*Short task*. Format all of the data below as a numbered list, leaving out blank lines. Include no pictures in your answer.

▬▬▬

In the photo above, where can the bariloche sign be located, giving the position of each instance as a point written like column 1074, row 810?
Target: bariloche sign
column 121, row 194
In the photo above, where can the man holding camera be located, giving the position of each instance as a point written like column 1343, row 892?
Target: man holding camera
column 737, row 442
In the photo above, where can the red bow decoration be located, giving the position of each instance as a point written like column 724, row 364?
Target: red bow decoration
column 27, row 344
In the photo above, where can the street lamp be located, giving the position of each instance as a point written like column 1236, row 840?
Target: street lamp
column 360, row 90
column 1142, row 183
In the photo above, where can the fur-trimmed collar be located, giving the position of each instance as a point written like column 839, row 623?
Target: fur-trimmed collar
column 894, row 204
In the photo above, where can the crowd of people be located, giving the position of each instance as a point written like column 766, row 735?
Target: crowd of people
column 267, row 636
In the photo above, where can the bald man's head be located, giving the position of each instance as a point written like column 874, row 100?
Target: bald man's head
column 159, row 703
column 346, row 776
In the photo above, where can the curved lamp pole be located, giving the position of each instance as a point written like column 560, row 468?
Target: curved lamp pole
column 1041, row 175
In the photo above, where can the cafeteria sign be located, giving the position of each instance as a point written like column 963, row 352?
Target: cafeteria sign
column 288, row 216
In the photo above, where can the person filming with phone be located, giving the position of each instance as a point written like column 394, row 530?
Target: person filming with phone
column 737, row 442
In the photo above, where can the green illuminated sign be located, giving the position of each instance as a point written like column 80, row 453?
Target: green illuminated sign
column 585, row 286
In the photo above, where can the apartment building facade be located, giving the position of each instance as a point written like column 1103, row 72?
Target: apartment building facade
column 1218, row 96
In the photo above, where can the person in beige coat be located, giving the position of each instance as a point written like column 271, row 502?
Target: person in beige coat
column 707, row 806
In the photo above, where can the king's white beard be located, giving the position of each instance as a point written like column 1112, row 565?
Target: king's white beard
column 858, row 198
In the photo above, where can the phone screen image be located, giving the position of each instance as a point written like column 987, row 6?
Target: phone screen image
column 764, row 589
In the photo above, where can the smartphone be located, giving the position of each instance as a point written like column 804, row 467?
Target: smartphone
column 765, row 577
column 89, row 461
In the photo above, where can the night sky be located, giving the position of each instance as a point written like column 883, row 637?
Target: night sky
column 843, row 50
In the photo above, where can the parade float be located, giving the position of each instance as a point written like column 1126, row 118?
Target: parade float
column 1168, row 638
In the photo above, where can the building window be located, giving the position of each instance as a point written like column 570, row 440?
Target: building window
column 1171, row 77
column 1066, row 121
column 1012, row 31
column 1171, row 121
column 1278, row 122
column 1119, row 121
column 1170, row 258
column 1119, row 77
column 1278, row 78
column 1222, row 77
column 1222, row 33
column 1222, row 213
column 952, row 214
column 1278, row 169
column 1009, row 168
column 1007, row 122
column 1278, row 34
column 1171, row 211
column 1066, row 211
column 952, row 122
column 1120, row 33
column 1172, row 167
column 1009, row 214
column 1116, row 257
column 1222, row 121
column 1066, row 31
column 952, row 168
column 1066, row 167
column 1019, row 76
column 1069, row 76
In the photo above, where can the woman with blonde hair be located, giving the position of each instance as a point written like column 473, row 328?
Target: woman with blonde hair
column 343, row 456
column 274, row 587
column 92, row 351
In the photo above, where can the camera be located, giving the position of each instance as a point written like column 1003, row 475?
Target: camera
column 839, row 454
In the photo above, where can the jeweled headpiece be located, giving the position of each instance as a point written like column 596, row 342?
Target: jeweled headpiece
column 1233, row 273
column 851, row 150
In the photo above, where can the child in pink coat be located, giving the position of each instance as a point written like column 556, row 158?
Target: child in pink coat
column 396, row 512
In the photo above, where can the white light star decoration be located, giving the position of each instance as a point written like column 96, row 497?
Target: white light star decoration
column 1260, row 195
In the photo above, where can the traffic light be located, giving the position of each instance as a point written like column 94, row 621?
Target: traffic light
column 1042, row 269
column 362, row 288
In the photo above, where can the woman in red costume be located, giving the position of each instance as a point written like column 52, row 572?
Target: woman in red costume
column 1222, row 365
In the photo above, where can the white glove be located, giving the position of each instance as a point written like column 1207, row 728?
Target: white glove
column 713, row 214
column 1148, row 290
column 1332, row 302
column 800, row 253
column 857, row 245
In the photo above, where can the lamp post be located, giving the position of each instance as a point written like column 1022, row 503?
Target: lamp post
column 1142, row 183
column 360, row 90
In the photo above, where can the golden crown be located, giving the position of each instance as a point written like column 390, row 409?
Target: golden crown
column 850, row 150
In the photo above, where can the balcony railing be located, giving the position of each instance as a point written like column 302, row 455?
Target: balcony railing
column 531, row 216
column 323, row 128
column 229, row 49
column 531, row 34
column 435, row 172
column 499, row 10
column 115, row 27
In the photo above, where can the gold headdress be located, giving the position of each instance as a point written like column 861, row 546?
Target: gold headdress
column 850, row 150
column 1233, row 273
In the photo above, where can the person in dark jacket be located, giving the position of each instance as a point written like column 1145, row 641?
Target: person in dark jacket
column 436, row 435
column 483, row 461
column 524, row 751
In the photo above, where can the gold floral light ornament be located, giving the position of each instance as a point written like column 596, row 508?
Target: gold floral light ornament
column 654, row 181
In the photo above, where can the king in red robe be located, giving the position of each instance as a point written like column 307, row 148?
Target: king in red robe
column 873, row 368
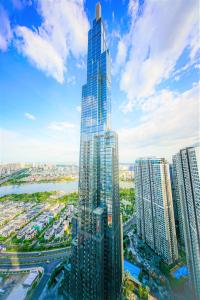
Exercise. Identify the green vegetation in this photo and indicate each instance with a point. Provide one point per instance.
(127, 286)
(38, 242)
(167, 271)
(142, 292)
(40, 197)
(127, 203)
(15, 178)
(35, 197)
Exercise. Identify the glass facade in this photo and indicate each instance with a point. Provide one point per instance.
(187, 165)
(154, 207)
(95, 267)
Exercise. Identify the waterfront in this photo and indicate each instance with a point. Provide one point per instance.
(29, 188)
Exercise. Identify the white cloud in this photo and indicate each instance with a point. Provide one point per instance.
(170, 121)
(71, 80)
(30, 116)
(78, 108)
(155, 41)
(17, 147)
(63, 32)
(20, 4)
(61, 126)
(5, 30)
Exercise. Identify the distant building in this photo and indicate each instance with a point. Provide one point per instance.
(187, 165)
(177, 202)
(155, 215)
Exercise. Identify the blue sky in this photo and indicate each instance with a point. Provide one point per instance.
(155, 76)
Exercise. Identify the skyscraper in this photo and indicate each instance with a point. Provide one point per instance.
(95, 267)
(155, 216)
(187, 164)
(177, 202)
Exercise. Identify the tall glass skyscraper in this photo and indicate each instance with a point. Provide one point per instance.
(95, 267)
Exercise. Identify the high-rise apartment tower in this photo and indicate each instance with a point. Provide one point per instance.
(154, 205)
(95, 267)
(187, 165)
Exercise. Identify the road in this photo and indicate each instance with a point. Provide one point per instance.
(48, 269)
(33, 257)
(48, 260)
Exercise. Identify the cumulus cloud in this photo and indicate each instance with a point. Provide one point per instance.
(5, 29)
(63, 32)
(44, 148)
(20, 4)
(61, 126)
(157, 36)
(78, 108)
(30, 116)
(170, 121)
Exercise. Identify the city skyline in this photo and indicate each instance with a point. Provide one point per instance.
(94, 269)
(154, 90)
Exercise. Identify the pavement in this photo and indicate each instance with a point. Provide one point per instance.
(48, 260)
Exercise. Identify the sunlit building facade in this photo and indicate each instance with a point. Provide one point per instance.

▬▬▬

*Answer to the task*.
1. In the photo above, where can the bariloche sign be located, giving the position of each instance as a point written like column 1074, row 810?
2. Target: bariloche sign
3. column 121, row 194
4. In the photo above, where can the man holding camera be located, giving the position of each instance as a point written like column 1343, row 892?
5. Target: man holding camera
6. column 737, row 442
7. In the photo above, where can the red bow decoration be located, giving the position of each instance as a point written like column 724, row 364?
8. Target: red bow decoration
9. column 27, row 344
10. In the photo above, where can the street lamp be located, giving the position of each instance as a point written like column 1236, row 840?
11. Target: street lamp
12. column 360, row 90
13. column 1142, row 183
14. In the photo above, where can the fur-trimmed collar be located, giving the position of each instance as a point written like column 839, row 623?
15. Target: fur-trimmed collar
16. column 894, row 204
17. In the photo above, where can the crowd of people be located, giving the position of each instance as a point written like column 766, row 735?
18. Target: crowd of people
19. column 267, row 636
20. In the photo above, where can the bald man's head be located, giving the position of each instance as a point written like column 874, row 100?
21. Target: bald man's head
22. column 159, row 703
23. column 346, row 776
24. In the photo above, where can the curved lamp pole be located, giving the position of each instance as a point written like column 560, row 468?
25. Target: curved lamp pole
26. column 1041, row 175
27. In the photo above, where can the cafeteria sign be located, giving the position of each instance as a point written like column 963, row 352?
28. Target: cafeteria sign
29. column 288, row 216
30. In the photo above, where can the person filming with phone be located, giving the position of each instance as a point written like column 394, row 530?
31. Target: person filming with phone
32. column 737, row 442
33. In the photo above, where can the green illuminated sign be located, giving the position of each instance as a point written like column 80, row 453?
34. Target: green illuminated sign
35. column 585, row 286
36. In the photo above, where can the apartment building facade be located, giving the position of each instance as a point written like column 1103, row 72?
37. Target: apartment building facade
38. column 1218, row 96
39. In the photo above, where can the person in beige coat be located, giving the position of each instance as a point written like column 271, row 502?
40. Target: person in beige coat
41. column 707, row 806
42. In the photo above, where can the king's white beard be located, giving the position of each instance as a point written like column 1112, row 565?
43. Target: king's white beard
44. column 858, row 198
45. In the photo above, where can the phone screen image be located, giving the position of each instance as a point written like column 987, row 6?
46. Target: phone screen image
47. column 764, row 589
48. In the photo above, where can the smartphone be located, giving the position of each instance as a point written like column 804, row 467?
49. Target: smartphone
50. column 765, row 577
51. column 89, row 461
52. In the photo above, where can the night sky be located, giving the position of each instance as a point written like column 883, row 637?
53. Target: night sky
54. column 843, row 50
55. In the photo above, where can the parade float be located, giving the position of each instance as a point written like column 1126, row 118?
56. Target: parade float
57. column 1168, row 638
58. In the photo above, where can the building window be located, giving the position of each instance as a point written like column 570, row 440?
59. Target: building window
60. column 1171, row 77
61. column 1066, row 121
62. column 1012, row 31
63. column 1171, row 121
64. column 1278, row 122
65. column 1119, row 121
66. column 1170, row 258
67. column 1119, row 77
68. column 1278, row 78
69. column 1222, row 77
70. column 1222, row 33
71. column 1222, row 213
72. column 952, row 214
73. column 1278, row 169
74. column 1009, row 168
75. column 1007, row 122
76. column 1278, row 34
77. column 1171, row 211
78. column 1066, row 211
79. column 952, row 122
80. column 1120, row 33
81. column 1172, row 167
82. column 1009, row 214
83. column 1116, row 257
84. column 1222, row 121
85. column 1066, row 31
86. column 952, row 168
87. column 1066, row 167
88. column 1019, row 76
89. column 1069, row 76
90. In the photo above, where can the woman with blonde hair be located, giving the position of each instance as a point written like column 473, row 328?
91. Target: woman with blonde hair
92. column 343, row 456
93. column 274, row 587
94. column 92, row 351
95. In the photo above, where can the camera be located, giving the position of each instance as a point written like column 1003, row 475?
96. Target: camera
97. column 839, row 454
98. In the photo above, where can the jeweled headpiece be located, giving the position of each instance as a point written like column 596, row 342?
99. Target: jeweled headpiece
100. column 1233, row 273
101. column 851, row 150
102. In the photo above, where can the child in pink coat be located, giving the position of each instance as a point written like column 556, row 158?
103. Target: child in pink coat
104. column 396, row 512
105. In the photo above, where can the white light star decoration be located, giving the position of each instance as a point written like column 96, row 497?
106. Target: white light star decoration
107. column 1260, row 195
108. In the photo above, where can the traffic light be located, giving the position of each instance as a point written like column 94, row 621?
109. Target: traffic light
110. column 1042, row 269
111. column 362, row 288
112. In the photo above, where can the woman in red costume be located, giving the position of each instance as a point written like column 52, row 572?
113. Target: woman in red costume
114. column 1222, row 365
115. In the photo above, where can the white glove be located, giving the position of each instance as a point written like column 1207, row 728?
116. Target: white glove
117. column 713, row 214
118. column 1148, row 290
119. column 1332, row 302
120. column 800, row 253
121. column 857, row 245
122. In the photo above, where can the lamp post be located, giving the position of each instance as a point written like column 1022, row 503?
123. Target: lamp post
124. column 1142, row 183
125. column 360, row 90
126. In the photo above, where can the golden crown be located, giving the position of each instance as a point written like column 390, row 409?
127. Target: golden crown
128. column 850, row 150
129. In the photo above, where can the balcony railing be located, giving the position of each instance as a point written like column 302, row 455?
130. Target: balcony railing
131. column 531, row 216
132. column 323, row 128
133. column 229, row 49
134. column 531, row 34
135. column 435, row 172
136. column 499, row 10
137. column 115, row 27
138. In the photo above, where can the gold headdress be located, giving the position of each instance as a point written like column 861, row 546?
139. Target: gold headdress
140. column 850, row 150
141. column 1233, row 273
142. In the photo above, where can the person in dark jacket be located, giving the position of each instance as a point written like column 1145, row 641?
143. Target: person in dark jacket
144. column 436, row 435
145. column 483, row 461
146. column 524, row 751
147. In the photo above, where can the gold floral light ornament be located, giving the position of each instance as a point written like column 596, row 508?
148. Target: gold floral light ornament
149. column 654, row 181
150. In the photo above, where can the king in red robe be located, giving the position of each instance as a point written like column 307, row 148?
151. Target: king in red robe
152. column 873, row 368
153. Exercise. Identify the green vegetation in this photo and indicate each instance with a point. Provide one point per instance.
154. (127, 286)
155. (38, 242)
156. (167, 271)
157. (142, 292)
158. (40, 197)
159. (127, 203)
160. (15, 178)
161. (35, 197)
162. Exercise. Identify the glass facade in this photo and indicate each instance with a point. Provide one point per instance.
163. (187, 165)
164. (154, 207)
165. (95, 267)
166. Exercise. Identify the waterfront in this photo and indicate each instance with a point. Provide one point per instance.
167. (29, 188)
168. Exercise. Identify the white cloud in this photo and indicate each instance with a point. Provide one point per instance.
169. (170, 121)
170. (71, 80)
171. (30, 116)
172. (78, 108)
173. (155, 41)
174. (17, 147)
175. (63, 32)
176. (20, 4)
177. (61, 126)
178. (5, 30)
179. Exercise. Identify the distant building in this photo and indicate each instance with a point. Provide one point per instance.
180. (187, 165)
181. (177, 202)
182. (155, 215)
183. Exercise. Identify the blue sky in this photo and indicate each instance with a point. Provide one point per instance.
184. (155, 76)
185. Exercise. Identify the skyscraper in this photo and indicate each instance with a point. Provide one point per instance.
186. (95, 267)
187. (155, 216)
188. (187, 164)
189. (177, 202)
190. Exercise. Identify the tall glass skyscraper in this photo and indicate each instance with a point. Provide one point per instance.
191. (95, 267)
192. Exercise. Identify the high-rise apartment tower in this photo and indicate each instance with a point. Provide one point per instance.
193. (154, 205)
194. (95, 267)
195. (187, 165)
196. Exercise. Identify the road in this photo and indicate each instance with a point. Provide one point per instance.
197. (48, 269)
198. (33, 257)
199. (48, 260)
200. Exercise. Identify the cumulus cloud in this photo and indicate each instance with a point. Provide one point per instance.
201. (5, 29)
202. (63, 32)
203. (44, 148)
204. (20, 4)
205. (61, 126)
206. (157, 36)
207. (78, 108)
208. (30, 116)
209. (170, 121)
210. Exercise. Identify the city skyline in this photo and indicate each instance with a point. Provide one point per instance.
211. (94, 269)
212. (154, 90)
213. Exercise. Identify the pavement in this photo and indicate each instance with a point. Provide one point per instance.
214. (48, 260)
215. Exercise. Identify the sunlit building facade in this photo and indicate each instance with a point. Provide one point per instance.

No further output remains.